**Given passage:**
# Green and Blue Balls next to Avitar



## trenise (Jan 5, 2009)

What do these little green and blue balls mean next to our names? I just noticed that they are not all the same. At first I thought it had something to do with number of posts or years on the forum, but that's not it. Some even have trophies. What is this?


----------



## crlsweetie912 (Jan 5, 2009)

Green= You are signed on to the forum
Blue= not signed on
Trophy= high scorer on one of LHCF's games.


----------



## trenise (Jan 5, 2009)

Oh, thank you so much. I love your lolcat by the way.


----------



## crlsweetie912 (Jan 5, 2009)

Are you in Baltimore?  We are doing a meet up next weekend at the dave and busters at Arundel mills if you want to come?  
See my signature for the link to the thread.


----------



## crlsweetie912 (Jan 5, 2009)

Oh you are talking about my siggy, not my location....


----------



## dlewis (Jan 5, 2009)

crlsweetie912 said:


> Oh you are talking about my siggy, not my location....

**Assigned task 1:**
In the forum thread, what does a trophy next to a member's name mean?

**Extracted material:**

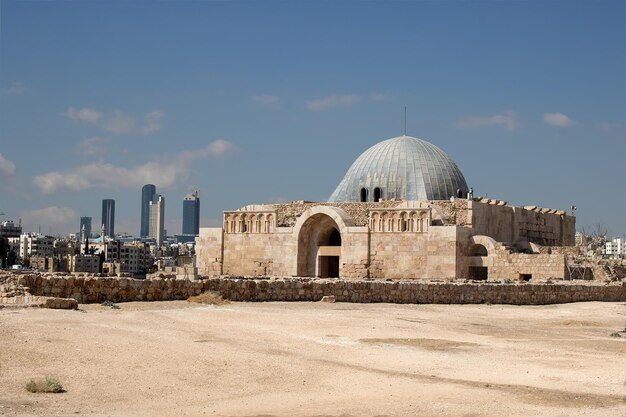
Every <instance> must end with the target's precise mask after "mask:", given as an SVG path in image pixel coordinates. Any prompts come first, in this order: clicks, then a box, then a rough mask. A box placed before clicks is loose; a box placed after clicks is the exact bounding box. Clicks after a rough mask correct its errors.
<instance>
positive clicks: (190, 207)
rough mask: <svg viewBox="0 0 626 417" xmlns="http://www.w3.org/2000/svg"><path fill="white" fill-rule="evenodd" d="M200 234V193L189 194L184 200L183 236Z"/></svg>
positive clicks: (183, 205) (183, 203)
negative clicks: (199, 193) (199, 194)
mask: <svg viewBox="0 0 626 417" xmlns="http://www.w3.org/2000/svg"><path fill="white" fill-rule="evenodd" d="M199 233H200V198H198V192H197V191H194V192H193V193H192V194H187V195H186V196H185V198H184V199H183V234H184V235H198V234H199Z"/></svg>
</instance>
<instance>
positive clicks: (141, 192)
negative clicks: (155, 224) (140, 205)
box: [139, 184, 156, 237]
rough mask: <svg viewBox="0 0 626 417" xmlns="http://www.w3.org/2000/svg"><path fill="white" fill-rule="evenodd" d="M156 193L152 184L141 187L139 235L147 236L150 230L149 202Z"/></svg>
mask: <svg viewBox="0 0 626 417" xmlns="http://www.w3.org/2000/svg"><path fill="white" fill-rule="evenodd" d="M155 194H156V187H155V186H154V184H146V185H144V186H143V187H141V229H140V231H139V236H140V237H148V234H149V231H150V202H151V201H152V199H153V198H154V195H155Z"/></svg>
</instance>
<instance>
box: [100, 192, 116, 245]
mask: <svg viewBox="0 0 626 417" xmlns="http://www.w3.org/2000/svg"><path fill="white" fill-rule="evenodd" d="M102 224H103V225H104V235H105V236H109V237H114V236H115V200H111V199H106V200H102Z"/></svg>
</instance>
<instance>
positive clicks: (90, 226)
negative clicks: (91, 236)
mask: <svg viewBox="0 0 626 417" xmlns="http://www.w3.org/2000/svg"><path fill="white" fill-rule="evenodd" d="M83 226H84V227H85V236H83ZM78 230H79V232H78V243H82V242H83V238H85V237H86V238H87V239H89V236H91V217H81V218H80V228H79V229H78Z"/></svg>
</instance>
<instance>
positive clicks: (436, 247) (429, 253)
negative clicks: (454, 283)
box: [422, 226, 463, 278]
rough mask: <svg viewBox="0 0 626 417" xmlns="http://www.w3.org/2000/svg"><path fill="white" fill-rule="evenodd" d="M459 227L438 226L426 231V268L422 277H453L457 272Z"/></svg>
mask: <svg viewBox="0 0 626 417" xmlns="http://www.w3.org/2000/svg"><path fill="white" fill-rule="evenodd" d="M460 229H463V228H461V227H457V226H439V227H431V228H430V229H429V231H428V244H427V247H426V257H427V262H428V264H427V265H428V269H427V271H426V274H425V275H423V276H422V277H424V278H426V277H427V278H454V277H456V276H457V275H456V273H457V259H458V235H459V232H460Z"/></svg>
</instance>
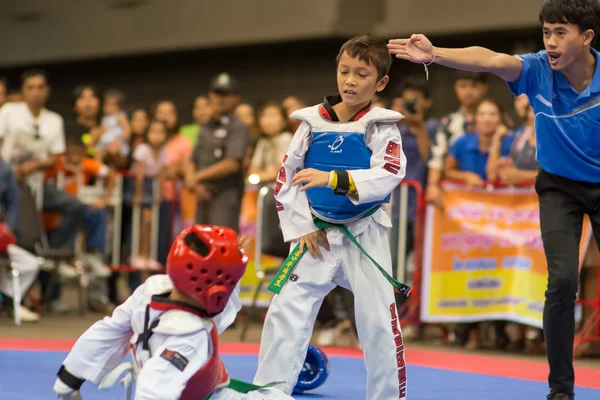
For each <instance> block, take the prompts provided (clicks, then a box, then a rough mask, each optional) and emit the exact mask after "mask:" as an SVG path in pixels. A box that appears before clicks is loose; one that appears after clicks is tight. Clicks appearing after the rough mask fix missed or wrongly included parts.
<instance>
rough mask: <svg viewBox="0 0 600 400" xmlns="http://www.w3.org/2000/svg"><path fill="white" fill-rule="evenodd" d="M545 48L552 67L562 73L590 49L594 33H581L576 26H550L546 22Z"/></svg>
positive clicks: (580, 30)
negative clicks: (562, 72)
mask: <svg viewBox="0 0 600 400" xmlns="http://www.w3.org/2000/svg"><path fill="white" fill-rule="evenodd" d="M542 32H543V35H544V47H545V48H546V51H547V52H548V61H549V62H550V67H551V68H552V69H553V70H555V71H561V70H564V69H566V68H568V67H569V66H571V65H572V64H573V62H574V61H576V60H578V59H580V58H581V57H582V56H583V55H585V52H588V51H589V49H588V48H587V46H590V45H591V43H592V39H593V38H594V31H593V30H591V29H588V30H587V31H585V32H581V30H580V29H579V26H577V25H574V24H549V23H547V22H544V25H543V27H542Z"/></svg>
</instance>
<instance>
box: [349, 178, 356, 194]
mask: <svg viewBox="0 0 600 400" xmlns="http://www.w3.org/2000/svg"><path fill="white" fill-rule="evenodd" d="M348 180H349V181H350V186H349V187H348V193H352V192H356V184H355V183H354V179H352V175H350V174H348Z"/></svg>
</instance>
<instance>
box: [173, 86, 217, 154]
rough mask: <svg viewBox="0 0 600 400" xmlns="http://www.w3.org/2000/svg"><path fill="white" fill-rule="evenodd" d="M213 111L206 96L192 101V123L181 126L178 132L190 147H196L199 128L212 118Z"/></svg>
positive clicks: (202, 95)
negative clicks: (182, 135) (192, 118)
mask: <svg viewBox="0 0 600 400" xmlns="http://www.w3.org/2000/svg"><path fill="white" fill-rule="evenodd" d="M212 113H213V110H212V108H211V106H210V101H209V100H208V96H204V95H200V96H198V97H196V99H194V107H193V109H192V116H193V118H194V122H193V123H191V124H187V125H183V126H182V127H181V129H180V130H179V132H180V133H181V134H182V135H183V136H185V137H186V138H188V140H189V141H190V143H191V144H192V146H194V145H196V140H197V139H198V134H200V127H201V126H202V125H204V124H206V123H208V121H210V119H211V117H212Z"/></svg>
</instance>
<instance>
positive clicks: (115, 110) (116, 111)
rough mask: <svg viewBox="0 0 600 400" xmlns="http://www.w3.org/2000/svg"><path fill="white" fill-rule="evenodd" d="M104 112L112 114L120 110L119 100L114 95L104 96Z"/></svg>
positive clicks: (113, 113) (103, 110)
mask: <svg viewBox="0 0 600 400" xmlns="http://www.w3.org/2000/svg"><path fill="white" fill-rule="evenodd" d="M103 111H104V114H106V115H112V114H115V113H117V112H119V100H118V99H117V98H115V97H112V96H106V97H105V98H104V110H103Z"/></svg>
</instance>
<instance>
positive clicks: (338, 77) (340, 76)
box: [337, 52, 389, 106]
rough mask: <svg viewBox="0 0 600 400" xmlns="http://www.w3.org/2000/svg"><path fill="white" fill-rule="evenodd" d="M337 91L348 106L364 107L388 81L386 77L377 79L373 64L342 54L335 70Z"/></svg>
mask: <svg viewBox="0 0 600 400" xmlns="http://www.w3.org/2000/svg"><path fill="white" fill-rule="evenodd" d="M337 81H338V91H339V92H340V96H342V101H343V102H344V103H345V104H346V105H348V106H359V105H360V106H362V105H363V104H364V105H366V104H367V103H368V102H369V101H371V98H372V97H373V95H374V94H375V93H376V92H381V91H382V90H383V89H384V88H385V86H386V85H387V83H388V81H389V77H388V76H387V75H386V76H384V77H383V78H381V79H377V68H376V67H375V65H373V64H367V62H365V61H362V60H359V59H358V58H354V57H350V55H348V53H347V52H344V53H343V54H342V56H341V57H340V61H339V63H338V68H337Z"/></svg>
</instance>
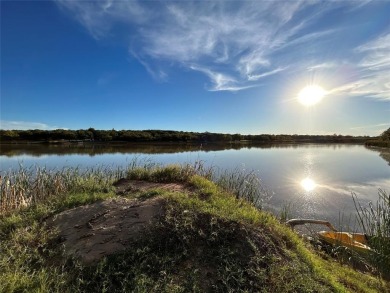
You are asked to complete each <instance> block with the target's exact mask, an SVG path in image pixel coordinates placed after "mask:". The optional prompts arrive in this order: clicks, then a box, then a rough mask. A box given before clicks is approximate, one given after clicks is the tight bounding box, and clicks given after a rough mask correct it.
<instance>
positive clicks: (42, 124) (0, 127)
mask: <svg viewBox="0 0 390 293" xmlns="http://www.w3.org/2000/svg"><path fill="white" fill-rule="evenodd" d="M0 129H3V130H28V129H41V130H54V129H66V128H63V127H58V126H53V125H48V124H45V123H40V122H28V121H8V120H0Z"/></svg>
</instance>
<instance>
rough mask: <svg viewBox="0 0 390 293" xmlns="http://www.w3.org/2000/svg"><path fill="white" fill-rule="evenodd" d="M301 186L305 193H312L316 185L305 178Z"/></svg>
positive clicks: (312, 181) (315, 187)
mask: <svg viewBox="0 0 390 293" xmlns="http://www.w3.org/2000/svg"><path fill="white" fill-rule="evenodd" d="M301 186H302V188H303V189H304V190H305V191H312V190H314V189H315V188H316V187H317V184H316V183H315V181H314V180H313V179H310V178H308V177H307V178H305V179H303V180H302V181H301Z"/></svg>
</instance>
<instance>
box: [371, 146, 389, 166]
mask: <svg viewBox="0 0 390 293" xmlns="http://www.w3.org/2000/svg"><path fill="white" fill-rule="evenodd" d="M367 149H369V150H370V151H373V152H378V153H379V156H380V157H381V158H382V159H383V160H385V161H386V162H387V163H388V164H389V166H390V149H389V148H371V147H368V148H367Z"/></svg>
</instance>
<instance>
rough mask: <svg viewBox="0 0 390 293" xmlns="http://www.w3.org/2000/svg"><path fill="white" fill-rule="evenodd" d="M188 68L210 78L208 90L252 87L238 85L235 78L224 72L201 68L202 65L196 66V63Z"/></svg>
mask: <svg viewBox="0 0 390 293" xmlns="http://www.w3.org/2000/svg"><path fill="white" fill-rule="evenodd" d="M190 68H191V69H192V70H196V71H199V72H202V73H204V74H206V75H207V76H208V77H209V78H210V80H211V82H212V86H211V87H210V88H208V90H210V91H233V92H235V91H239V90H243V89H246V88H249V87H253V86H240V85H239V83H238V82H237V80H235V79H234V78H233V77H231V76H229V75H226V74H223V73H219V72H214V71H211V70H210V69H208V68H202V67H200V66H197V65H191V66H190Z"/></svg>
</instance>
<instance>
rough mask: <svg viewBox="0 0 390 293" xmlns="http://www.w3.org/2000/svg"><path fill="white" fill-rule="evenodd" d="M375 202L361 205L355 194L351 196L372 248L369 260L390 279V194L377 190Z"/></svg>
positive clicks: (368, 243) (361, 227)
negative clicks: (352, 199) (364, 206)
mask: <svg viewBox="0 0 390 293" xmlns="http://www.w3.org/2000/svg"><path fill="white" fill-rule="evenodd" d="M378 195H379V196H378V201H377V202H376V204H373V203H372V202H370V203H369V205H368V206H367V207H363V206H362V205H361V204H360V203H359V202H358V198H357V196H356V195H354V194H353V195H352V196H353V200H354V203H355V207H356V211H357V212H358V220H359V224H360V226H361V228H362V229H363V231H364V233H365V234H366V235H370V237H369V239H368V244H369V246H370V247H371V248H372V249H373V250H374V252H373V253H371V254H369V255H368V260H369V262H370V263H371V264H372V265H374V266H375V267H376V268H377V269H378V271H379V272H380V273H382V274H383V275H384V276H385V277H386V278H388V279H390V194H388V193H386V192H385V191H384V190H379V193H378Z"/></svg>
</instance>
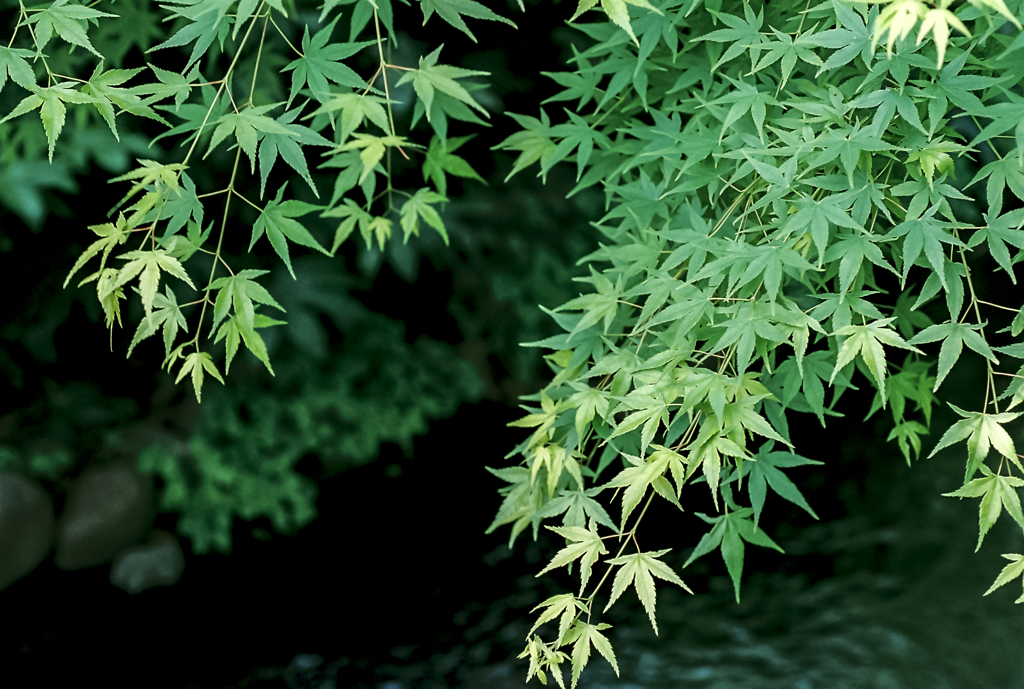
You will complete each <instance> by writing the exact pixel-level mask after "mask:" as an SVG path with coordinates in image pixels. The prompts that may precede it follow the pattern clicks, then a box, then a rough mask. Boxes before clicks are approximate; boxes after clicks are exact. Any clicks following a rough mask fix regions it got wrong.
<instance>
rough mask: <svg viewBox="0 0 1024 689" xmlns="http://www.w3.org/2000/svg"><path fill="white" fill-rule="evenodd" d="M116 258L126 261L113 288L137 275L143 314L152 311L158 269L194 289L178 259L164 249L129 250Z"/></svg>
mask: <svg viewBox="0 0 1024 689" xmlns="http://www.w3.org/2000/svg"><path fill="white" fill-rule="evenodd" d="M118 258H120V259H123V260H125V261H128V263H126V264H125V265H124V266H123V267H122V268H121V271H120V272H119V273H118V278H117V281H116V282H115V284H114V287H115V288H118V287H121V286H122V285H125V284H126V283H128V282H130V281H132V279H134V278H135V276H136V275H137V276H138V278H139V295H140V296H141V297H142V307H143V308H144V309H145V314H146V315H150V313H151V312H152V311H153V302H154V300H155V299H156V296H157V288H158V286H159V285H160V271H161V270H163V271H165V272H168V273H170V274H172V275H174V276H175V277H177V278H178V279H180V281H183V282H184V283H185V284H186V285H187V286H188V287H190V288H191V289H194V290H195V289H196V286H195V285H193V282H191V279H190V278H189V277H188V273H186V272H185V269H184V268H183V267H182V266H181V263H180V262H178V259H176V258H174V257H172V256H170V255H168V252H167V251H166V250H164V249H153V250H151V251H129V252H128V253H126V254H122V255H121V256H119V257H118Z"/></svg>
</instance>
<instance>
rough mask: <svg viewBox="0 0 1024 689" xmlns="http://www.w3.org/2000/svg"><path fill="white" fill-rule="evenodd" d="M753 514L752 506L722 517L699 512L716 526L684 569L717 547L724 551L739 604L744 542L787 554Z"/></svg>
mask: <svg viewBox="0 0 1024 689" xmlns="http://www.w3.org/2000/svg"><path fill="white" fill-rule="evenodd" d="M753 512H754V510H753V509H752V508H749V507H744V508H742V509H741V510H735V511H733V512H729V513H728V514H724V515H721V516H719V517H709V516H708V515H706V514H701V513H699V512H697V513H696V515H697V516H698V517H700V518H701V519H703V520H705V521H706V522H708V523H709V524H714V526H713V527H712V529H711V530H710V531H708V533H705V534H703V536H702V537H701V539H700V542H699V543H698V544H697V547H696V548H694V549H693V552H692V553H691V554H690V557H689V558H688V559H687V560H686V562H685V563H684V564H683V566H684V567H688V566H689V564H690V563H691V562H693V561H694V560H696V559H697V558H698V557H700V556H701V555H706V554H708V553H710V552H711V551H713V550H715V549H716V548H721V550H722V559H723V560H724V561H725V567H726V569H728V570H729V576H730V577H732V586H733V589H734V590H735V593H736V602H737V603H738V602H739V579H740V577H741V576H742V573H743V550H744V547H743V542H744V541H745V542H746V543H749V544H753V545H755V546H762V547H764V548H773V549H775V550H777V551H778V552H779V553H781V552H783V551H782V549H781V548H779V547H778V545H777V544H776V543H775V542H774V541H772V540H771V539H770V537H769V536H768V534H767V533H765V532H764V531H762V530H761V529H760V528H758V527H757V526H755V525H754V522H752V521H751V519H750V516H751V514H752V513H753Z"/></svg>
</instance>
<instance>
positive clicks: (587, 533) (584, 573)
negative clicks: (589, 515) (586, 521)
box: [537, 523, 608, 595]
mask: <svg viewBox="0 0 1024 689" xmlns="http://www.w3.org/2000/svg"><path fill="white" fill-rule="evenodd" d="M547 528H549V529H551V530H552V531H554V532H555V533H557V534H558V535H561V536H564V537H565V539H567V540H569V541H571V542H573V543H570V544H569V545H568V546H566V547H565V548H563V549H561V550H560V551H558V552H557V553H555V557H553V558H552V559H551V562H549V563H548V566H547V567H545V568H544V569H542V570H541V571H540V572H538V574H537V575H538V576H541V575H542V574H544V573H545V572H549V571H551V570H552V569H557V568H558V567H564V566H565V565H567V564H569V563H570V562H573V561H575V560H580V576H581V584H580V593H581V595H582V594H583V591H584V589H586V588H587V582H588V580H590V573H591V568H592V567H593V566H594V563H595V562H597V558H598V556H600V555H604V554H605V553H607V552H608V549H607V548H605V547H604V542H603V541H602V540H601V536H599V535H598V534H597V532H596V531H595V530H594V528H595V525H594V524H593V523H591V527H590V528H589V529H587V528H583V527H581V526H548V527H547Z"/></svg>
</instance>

**Assigned task 2:**
Render the records as a JSON list of strings, one per line with blank lines left out, running from the start of the records up to and including the line containing "box: [139, 184, 156, 237]". Leave the pictures out of the answer.

**Exercise answer 1:**
The member is a high scorer on one of LHCF's games.

**Exercise answer 2:**
[
  "Every <instance> must end with the target's precise mask after \"mask:\", given as an SVG path in image pixel coordinates. Any prompts come first, in this order: clicks, then a box, then a rough mask. A box placed before clicks is loose; a box placed after clicks is the exact bounding box. Clicks after a rough mask correct its errors.",
  "<instance>",
  "positive clicks: (190, 207)",
  "rough mask: <svg viewBox=\"0 0 626 417\" xmlns=\"http://www.w3.org/2000/svg\"><path fill=\"white\" fill-rule=\"evenodd\" d=\"M200 234V193L189 194L184 200L183 236Z\"/></svg>",
  "positive clicks: (183, 205) (183, 203)",
  "negative clicks: (199, 193) (199, 194)",
  "mask: <svg viewBox=\"0 0 626 417\" xmlns=\"http://www.w3.org/2000/svg\"><path fill=\"white\" fill-rule=\"evenodd\" d=\"M199 233H200V198H198V192H197V191H194V192H193V193H192V194H187V195H186V196H185V198H184V199H183V234H184V235H198V234H199Z\"/></svg>",
  "</instance>",
  "<instance>",
  "positive clicks: (141, 192)",
  "negative clicks: (155, 224) (140, 205)",
  "box: [139, 184, 156, 237]"
]